### Description of the task
Return each line below that contains the word "Could", matching case exactly.

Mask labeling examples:
□ □ □ □ □ □ □

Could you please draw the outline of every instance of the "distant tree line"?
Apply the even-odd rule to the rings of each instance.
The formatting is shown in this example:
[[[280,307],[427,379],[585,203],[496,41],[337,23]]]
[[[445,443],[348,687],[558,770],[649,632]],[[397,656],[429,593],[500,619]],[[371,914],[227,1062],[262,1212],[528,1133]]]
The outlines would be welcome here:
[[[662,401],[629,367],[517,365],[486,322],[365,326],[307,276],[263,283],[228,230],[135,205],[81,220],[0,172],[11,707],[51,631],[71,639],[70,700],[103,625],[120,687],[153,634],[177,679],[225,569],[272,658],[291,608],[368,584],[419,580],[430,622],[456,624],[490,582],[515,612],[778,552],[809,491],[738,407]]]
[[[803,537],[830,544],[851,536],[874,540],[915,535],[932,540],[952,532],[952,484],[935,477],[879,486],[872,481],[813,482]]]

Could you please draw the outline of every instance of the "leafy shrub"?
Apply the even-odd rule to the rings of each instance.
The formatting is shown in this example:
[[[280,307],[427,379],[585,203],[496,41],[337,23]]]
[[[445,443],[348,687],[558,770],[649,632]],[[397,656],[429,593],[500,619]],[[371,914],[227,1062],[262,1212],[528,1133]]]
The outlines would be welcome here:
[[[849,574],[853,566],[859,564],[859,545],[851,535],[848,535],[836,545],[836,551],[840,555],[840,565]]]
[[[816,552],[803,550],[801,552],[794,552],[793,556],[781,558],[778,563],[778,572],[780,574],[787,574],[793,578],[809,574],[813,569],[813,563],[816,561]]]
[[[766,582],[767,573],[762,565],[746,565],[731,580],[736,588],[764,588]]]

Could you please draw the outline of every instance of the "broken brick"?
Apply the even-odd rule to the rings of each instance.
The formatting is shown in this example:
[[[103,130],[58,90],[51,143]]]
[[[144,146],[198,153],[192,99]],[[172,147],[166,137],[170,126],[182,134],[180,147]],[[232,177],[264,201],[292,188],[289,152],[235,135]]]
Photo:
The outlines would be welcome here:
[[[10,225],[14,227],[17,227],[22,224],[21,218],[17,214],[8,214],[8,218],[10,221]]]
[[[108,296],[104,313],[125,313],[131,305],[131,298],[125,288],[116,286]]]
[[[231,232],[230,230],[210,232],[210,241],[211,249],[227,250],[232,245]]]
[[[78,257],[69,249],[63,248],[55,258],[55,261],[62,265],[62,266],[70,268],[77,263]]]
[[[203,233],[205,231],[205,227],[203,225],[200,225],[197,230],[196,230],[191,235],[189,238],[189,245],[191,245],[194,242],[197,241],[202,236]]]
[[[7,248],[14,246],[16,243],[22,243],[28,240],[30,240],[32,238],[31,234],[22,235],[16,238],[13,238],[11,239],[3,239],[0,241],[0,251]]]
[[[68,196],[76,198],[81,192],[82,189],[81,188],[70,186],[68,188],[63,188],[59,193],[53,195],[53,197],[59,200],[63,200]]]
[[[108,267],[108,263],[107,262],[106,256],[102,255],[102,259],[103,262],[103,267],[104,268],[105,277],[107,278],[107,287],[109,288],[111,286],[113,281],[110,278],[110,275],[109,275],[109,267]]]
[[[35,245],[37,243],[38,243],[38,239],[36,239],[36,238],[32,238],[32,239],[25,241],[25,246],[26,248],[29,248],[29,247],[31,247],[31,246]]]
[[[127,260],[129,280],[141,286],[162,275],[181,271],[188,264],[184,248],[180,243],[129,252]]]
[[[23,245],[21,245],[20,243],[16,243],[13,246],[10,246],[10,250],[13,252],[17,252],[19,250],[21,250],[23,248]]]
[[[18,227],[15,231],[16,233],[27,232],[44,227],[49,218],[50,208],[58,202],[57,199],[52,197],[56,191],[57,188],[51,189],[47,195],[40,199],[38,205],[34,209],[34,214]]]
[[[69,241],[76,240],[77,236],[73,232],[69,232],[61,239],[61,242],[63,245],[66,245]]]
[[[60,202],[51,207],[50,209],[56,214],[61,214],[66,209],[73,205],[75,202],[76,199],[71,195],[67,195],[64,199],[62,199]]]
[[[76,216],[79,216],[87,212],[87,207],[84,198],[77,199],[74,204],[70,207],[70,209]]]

□ □ □ □ □ □ □

### Answer
Could you please draw the outline of every instance of the "distant tree line"?
Could you please draw the outline of every instance of the "leafy shrub"?
Could you please draw the outline of every instance of the "broken brick"?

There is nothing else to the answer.